Aim of the exercise: Transcribe the passage on gender and math test scores word for word, starting with "From the way" and going on through "in boys’ scores.".

Provided text:

────────

In a January 2005 speech, Harvard President Lawrence Summers provoked the proverbial firestorm by suggesting that women lacked the ‘intrinsic aptitude’ of women for math, science and engineering (story in the Boston Globe on the incident). Summers was merely stating out loud what many people believe: that inherent differences between men and women cause significant inequalities in aptitude for math (and presumably also for art history, Coptic studies, or cultural anthropology, but they usually get a lot less attention…).

A recent report in Science by Janet S. Hyde and colleagues, ‘Gender Similarities Characterize Math Performance,’ used a mass of standardized testing data generated under the No Child Left Behind program to compare male and female performance and found that the scores were more similar than different. The gap in average performance on math tests has shrunk significantly since the 1970s, disappearing in most states and grades for which the research team could get good data. According to Marcia C. Linn of the University of California, Berkeley, one of the co-authors of the study: ‘Now that enrollment in advanced math courses is equalized, we don’t see gender differences in test performance. But people are surprised by these findings, which suggests to me that the stereotypes are still there.’

From the way that this report has been discussed, it seems clear that the data has not settled this question in many people’s minds. Tamar Lewin of The New York Time covered the story in (‘Math Scores Show No Gap for Girls, Study Finds‘) provoking comments on a wide range of websites, including some who insisted that the team led by Hyde missed entirely the point being made by Summers or that Lewin had misread the study (some accusing her of feminist bias). In contrast, Keith J. Winstein of The Wall Street Journal focused not on the average scores, but on the results at the top end of the bell curve, writing, Boys’ Math Scores Hit Highs and Lows, which highlights the discussion of variance in boys’ scores.

Although I briefly want to go over the study and the way its being interpreted, I’m more interested in the shift in test scores over time because I think that the movements in these numbers, including gaps that disappear over time (or don’t), point to a basic problem in the tests themselves. Well, not a problem in the tests—they’re very sophisticated instruments for assessing certain kinds of performance on selected tasks—but rather with the common assumption about what these tests actually reveal and the nature of ‘math ability.’ For me, this larger point is more important for neuroanthropology because it applies to far more than just the ‘math gap.’

────────

Record excerpts:
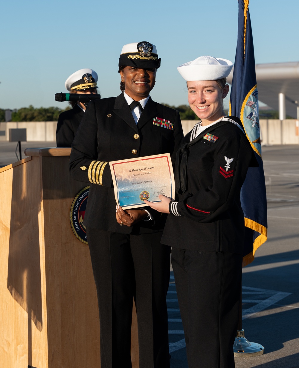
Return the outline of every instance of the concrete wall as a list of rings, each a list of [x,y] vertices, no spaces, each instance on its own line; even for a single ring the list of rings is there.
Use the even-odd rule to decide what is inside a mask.
[[[198,120],[182,121],[184,135],[193,127]],[[286,120],[260,120],[262,144],[299,144],[299,121]],[[56,121],[32,121],[1,123],[0,125],[0,141],[9,140],[8,129],[27,128],[28,142],[55,142],[56,140]]]
[[[260,120],[262,144],[299,144],[299,122],[286,120]]]
[[[1,123],[2,124],[3,123]],[[56,141],[57,121],[10,122],[6,123],[6,141],[9,140],[8,129],[26,128],[27,142],[53,142]]]

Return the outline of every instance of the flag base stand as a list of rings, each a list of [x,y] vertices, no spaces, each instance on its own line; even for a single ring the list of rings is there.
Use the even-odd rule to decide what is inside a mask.
[[[237,336],[234,343],[234,355],[235,357],[241,355],[252,356],[261,355],[264,353],[264,346],[256,343],[250,342],[245,338],[244,330],[237,332]]]

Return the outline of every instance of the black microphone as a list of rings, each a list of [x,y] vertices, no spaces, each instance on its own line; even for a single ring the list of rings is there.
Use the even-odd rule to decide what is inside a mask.
[[[100,95],[89,95],[80,93],[56,93],[55,100],[63,102],[65,101],[79,101],[80,102],[88,102],[91,100],[99,100]]]

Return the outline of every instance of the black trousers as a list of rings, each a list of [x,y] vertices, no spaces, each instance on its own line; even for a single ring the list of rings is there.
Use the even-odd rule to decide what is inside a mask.
[[[131,368],[133,298],[140,368],[169,368],[166,296],[170,248],[161,232],[126,235],[86,228],[98,294],[101,368]]]
[[[189,368],[233,368],[242,256],[173,248]]]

────────

Exercise result:
From the way that this report has been discussed, it seems clear that the data has not settled this question in many people’s minds. Tamar Lewin of The New York Time covered the story in (‘Math Scores Show No Gap for Girls, Study Finds‘) provoking comments on a wide range of websites, including some who insisted that the team led by Hyde missed entirely the point being made by Summers or that Lewin had misread the study (some accusing her of feminist bias). In contrast, Keith J. Winstein of The Wall Street Journal focused not on the average scores, but on the results at the top end of the bell curve, writing, Boys’ Math Scores Hit Highs and Lows, which highlights the discussion of variance in boys’ scores.